Waterborne hepatitis A virus (HAV) outbreaks have declined significantly in the United States. However, those with private water supplies should still be on the lookout for potential hazards, according to the Centers for Disease Control and Prevention’s (CDC) latest Morbidity and Mortality Weekly Report (MMWR).

Hepatitis A is a liver virus primarily transmitted through the fecal-oral route, meaning it is most often spread via food, shared drinks, close contact, drugs, sex and unsanitary conditions. Although rare, drinking water–related outbreaks have been known to occur, and HAV can remain infectious in water for months. In order to prevent potential waterborne outbreaks, researchers keep a close eye on the data. This risk study was part of that effort.

For the study, CDC researchers analyzed data on illnesses reported to the Waterborne Disease and Outbreak Surveillance System between 1971 and 2017. They identified 32 water-related hepatitis A outbreaks, resulting in 857 illnesses and no deaths. The most recent outbreak they identified took place in 2010. Outbreaks occurred in 18 states, the majority of them in the South, Southeast and Appalachia.

Untreated groundwater was linked to 72% of water-associated HAV outbreaks and 68.3% of reported cases. All individual water systems with outbreaks were supplied by private wells or springs. Individual water systems accounted for 41% of outbreaks, while community outbreaks made up 31%. Study authors also noted that one recreational waterborne outbreak and one environmental outbreak were also reported during this period, but they were excluded from the analysis.

Factors that contributed to fecal contamination of groundwater, and therefore hep A risk, include nearby septic tanks or sewage, heavy rainfall, improper well construction and maintenance, surface water seepage and hydrogeologic formations such as limestone pockets and caves.

Overall, the incidence of drinking water–associated hepatitis A outbreaks has dropped significantly over the past three decades, owing largely to, study authors say, the introduction of national water treatment rules in 1989 and the introduction and widespread adoption of the hepatitis A vaccine in 1995.

That said, CDC researchers noted that public health officials should continue to raise awareness of the risks associated with drinking untreated groundwater, especially among people who use private wells. The agency recommends that those with a private groundwater supply test their wells annually for fecal contamination and that those who have not yet been vaccinated against the virus consider getting a protective HAV shot.

→ WORK INSTRUCTIONS
A) From the hepatitis A article, copy the part that opens with the words containing "Hepatitis A is" and closes with "of that effort.".
B) In the hepatitis A article, what share of water-associated outbreaks was linked to untreated groundwater?
C) Sum up the hepatitis A article in two sentences.

→ LISTED RECORDS
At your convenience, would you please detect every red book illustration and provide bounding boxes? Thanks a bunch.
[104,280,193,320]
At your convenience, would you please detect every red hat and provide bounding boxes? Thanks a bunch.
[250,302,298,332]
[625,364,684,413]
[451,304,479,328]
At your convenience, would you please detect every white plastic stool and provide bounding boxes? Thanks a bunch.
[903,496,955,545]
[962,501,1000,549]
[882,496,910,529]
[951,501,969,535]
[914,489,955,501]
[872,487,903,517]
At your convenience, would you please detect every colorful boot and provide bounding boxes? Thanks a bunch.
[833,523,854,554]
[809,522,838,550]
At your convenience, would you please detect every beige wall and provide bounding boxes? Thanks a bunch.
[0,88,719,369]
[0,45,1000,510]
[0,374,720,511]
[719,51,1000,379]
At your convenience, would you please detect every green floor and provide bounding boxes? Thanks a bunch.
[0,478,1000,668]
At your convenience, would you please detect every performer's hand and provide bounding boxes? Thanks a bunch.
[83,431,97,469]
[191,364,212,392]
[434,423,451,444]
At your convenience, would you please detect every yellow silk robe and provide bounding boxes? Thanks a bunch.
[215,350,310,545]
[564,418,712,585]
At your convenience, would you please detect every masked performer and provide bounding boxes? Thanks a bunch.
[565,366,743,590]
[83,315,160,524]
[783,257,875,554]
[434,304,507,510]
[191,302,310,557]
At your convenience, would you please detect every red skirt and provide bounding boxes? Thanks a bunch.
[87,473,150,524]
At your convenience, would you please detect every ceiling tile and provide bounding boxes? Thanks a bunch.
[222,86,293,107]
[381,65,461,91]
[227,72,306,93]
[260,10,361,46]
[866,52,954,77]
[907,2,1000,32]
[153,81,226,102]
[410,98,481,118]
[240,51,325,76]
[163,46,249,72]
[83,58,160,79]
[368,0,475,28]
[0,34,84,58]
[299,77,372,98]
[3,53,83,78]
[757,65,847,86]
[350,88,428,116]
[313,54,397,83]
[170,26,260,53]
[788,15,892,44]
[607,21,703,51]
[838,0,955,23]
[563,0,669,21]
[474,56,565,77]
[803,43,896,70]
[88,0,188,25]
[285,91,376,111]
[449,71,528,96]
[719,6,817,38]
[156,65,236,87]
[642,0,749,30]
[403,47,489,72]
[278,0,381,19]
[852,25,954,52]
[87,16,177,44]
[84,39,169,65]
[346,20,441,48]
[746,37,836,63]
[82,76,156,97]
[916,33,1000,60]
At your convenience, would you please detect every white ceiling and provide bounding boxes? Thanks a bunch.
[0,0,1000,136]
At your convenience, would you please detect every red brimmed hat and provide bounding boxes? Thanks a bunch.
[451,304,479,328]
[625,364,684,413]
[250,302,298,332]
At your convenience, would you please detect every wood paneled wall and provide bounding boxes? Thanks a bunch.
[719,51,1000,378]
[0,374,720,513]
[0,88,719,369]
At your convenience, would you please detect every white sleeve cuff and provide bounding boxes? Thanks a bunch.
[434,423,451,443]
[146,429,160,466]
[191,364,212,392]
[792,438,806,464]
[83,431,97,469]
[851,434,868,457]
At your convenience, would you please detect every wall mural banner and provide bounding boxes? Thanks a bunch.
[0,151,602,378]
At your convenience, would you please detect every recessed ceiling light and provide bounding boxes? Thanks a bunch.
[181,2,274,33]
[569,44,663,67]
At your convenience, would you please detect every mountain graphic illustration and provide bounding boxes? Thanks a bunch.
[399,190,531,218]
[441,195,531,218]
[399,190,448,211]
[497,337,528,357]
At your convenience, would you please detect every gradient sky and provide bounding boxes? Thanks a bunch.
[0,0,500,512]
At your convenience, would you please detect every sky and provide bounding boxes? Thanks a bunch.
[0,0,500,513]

→ YOUR WRITTEN ANSWERS
A)
Hepatitis A is a liver virus primarily transmitted through the fecal-oral route, meaning it is most often spread via food, shared drinks, close contact, drugs, sex and unsanitary conditions. Although rare, drinking water–related outbreaks have been known to occur, and HAV can remain infectious in water for months. In order to prevent potential waterborne outbreaks, researchers keep a close eye on the data. This risk study was part of that effort.

B) 72%

C) CDC researchers found 32 water-related hepatitis A outbreaks in the United States between 1971 and 2017, most linked to untreated groundwater, and such outbreaks have dropped sharply since national water treatment rules in 1989 and the hepatitis A vaccine in 1995. The CDC still advises people with private wells to test them yearly for fecal contamination and urges unvaccinated people to consider getting the hepatitis A shot.